■ Dataset excerpt
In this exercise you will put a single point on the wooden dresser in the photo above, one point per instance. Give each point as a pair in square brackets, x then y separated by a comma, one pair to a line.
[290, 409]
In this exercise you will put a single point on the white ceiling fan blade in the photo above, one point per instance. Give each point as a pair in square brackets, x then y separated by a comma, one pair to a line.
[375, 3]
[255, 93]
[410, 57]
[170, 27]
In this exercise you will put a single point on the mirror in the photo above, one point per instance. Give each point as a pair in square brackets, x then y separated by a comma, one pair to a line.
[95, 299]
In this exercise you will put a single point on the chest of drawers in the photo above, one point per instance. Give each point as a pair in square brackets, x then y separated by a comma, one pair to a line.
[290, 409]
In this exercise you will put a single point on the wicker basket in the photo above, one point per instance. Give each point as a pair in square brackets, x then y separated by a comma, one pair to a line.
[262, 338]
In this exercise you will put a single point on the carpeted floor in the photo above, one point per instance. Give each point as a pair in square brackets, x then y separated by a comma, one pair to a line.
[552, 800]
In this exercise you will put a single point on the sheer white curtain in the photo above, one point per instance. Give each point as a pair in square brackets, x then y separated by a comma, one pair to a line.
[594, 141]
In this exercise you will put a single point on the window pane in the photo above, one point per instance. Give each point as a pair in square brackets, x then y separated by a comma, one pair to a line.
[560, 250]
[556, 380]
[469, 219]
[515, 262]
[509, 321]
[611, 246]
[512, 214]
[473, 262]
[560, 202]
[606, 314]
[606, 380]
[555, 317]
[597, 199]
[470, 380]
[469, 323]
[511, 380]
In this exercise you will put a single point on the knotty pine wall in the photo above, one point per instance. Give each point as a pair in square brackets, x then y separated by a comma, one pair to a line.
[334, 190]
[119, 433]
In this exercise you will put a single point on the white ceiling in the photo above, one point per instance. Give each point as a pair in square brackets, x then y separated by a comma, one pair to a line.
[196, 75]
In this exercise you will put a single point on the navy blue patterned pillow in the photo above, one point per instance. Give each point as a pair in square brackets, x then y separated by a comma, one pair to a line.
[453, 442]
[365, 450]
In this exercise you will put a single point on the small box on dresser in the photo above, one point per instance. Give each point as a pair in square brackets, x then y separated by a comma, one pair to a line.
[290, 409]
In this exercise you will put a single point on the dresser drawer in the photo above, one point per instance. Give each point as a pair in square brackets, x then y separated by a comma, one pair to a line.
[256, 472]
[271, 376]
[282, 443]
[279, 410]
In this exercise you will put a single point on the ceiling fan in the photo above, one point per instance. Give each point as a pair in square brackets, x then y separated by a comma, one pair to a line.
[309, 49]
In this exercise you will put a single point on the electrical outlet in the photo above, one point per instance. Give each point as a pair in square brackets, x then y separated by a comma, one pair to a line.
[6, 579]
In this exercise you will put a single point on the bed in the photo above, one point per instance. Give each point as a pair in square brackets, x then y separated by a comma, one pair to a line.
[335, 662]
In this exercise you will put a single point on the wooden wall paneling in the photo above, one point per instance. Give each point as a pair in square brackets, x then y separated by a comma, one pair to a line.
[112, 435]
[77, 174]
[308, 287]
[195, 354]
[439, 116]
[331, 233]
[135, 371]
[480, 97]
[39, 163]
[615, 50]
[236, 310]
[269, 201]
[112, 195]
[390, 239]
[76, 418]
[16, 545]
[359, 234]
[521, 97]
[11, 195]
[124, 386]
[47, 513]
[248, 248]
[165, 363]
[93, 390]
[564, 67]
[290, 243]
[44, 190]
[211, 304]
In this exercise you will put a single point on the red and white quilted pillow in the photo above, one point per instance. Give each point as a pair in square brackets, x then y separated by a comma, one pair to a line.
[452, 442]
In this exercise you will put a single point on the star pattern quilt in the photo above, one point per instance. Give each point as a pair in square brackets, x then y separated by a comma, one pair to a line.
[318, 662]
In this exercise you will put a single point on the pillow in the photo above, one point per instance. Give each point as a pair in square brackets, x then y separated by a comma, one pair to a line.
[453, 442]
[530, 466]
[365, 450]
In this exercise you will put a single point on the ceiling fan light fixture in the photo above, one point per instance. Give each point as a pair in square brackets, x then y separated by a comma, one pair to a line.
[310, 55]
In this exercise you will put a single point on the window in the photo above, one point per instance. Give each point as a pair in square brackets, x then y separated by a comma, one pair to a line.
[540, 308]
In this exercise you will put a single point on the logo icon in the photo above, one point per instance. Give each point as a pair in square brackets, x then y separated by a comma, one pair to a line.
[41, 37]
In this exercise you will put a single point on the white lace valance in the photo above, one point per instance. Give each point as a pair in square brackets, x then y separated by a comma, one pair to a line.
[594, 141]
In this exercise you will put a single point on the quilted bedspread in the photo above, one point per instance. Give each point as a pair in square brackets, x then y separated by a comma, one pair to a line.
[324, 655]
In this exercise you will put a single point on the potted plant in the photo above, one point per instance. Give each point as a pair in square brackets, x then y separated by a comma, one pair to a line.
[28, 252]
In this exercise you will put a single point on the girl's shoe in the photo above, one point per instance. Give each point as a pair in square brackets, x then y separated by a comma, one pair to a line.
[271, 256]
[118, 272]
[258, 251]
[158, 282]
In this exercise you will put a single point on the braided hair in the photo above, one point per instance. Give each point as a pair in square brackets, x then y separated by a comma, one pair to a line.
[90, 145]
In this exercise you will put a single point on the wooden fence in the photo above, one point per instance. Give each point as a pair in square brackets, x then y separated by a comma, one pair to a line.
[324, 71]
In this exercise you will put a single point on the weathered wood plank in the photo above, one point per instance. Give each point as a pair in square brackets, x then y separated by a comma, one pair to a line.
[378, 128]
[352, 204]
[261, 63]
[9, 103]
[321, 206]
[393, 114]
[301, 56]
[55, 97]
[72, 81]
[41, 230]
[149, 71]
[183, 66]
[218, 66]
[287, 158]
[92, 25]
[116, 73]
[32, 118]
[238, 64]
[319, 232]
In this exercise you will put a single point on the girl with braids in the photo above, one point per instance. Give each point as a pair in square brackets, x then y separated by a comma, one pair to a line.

...

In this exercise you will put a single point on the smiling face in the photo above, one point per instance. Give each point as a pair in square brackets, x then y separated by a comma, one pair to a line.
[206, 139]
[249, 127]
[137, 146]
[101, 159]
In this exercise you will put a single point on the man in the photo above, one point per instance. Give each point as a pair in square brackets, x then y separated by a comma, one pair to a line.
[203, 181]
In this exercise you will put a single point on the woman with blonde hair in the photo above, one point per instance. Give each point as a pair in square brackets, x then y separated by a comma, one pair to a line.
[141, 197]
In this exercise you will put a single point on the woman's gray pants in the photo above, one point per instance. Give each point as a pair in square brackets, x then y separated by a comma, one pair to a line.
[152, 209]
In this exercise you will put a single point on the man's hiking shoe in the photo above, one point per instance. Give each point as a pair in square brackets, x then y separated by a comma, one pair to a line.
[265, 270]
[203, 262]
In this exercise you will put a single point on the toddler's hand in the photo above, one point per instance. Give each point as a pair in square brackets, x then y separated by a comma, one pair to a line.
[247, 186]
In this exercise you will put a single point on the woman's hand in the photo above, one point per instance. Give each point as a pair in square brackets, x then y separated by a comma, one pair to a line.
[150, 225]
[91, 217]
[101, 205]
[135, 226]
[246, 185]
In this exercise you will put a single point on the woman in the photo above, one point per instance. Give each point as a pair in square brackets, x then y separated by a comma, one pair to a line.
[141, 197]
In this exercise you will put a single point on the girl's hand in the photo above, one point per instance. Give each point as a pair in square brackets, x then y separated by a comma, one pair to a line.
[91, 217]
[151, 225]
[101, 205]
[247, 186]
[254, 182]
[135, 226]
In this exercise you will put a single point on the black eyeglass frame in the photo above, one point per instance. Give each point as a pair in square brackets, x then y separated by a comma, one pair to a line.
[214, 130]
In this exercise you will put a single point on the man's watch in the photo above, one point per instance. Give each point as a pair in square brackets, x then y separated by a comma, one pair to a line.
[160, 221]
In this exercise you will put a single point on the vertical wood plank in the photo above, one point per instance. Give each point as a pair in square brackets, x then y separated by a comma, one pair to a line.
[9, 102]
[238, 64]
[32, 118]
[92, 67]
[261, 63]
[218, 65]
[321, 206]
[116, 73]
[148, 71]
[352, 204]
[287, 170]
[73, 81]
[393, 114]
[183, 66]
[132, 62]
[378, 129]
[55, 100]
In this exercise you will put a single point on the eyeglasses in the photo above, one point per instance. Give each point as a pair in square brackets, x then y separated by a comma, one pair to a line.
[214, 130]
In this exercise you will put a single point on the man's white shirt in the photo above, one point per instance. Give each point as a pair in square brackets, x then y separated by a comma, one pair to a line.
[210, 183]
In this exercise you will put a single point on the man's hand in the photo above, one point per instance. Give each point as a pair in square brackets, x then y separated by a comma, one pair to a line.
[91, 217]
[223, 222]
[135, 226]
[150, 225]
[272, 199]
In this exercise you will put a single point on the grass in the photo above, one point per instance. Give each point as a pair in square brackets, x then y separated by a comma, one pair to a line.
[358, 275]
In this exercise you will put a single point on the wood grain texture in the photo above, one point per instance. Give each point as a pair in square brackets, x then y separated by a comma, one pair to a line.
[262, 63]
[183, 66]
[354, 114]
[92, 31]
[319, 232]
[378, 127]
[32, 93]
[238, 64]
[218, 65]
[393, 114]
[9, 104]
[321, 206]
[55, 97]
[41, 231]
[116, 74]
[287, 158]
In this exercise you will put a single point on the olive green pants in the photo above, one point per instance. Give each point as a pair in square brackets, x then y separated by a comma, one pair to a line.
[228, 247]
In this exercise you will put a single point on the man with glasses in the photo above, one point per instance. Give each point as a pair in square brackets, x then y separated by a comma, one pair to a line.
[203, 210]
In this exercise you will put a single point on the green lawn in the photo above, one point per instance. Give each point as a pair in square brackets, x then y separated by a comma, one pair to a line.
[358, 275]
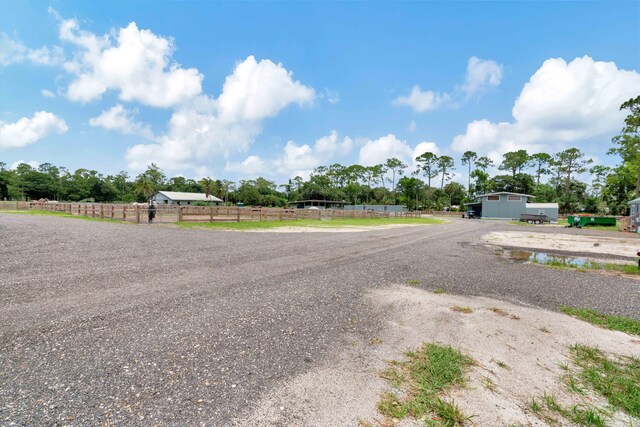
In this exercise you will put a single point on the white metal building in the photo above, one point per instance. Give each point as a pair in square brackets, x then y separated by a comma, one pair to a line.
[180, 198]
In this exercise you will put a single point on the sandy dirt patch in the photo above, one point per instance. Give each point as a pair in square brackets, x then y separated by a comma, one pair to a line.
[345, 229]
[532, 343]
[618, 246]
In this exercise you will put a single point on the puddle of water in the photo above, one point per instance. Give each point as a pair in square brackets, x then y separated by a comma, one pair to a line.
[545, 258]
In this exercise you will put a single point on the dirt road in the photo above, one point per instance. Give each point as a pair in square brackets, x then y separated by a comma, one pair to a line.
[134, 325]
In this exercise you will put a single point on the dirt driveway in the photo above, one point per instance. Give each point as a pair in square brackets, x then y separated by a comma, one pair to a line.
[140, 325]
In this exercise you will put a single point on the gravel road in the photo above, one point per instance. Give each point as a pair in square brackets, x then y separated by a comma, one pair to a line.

--

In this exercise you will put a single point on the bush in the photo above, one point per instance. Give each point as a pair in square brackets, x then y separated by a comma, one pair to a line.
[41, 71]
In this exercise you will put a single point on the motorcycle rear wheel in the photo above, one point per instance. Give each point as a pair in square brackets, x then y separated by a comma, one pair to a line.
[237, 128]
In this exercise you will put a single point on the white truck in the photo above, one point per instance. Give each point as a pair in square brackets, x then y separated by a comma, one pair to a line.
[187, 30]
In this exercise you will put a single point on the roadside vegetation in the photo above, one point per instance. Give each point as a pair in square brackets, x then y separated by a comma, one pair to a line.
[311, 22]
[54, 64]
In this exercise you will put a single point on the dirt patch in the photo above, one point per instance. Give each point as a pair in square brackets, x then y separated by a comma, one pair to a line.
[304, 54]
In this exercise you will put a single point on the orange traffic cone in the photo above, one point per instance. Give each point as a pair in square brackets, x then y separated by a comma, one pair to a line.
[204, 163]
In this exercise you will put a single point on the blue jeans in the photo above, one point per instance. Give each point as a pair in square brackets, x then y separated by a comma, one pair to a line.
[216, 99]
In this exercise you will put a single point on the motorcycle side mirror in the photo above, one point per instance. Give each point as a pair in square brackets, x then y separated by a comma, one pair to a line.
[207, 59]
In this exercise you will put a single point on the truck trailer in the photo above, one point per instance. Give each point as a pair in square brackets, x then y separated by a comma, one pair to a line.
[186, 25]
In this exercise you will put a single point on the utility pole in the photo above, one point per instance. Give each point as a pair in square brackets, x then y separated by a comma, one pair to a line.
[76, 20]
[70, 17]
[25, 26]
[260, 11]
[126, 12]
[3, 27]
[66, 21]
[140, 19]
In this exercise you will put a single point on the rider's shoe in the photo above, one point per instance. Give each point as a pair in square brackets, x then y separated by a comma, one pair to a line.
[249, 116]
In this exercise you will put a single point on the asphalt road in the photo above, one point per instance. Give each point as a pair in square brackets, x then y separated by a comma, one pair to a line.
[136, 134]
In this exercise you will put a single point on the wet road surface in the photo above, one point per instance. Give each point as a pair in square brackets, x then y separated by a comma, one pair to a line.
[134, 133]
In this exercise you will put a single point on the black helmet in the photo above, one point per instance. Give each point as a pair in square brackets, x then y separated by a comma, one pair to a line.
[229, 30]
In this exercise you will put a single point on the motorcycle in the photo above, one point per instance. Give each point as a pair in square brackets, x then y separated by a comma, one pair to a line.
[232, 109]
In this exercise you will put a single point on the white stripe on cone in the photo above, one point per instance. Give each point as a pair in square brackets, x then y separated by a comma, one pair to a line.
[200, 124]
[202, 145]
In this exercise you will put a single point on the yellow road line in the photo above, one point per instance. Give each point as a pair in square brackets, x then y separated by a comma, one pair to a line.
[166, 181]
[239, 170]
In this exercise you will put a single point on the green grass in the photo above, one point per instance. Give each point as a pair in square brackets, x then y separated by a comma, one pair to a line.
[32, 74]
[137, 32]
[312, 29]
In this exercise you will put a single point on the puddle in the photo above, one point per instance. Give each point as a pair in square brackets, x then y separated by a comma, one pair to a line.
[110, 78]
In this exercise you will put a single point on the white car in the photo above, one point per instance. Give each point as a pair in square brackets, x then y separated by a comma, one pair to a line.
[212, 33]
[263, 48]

■ REQUIRED TASK
Report each line above that contains the string "grass", copying every such line in full. Matching is case-sensitive.

■ ANSWER TO THE TASK
In this exercise you will put a single point on the grass in the photo above, one point per instance. Give each point as a pair in square brackets, x then y separated by a comma, one pair to a line.
In this exercise you will put a single point on the green grass in the photo above, one point per instance. Give each point as a pair in square brackets, x then y separated by a comma, one pair to a line.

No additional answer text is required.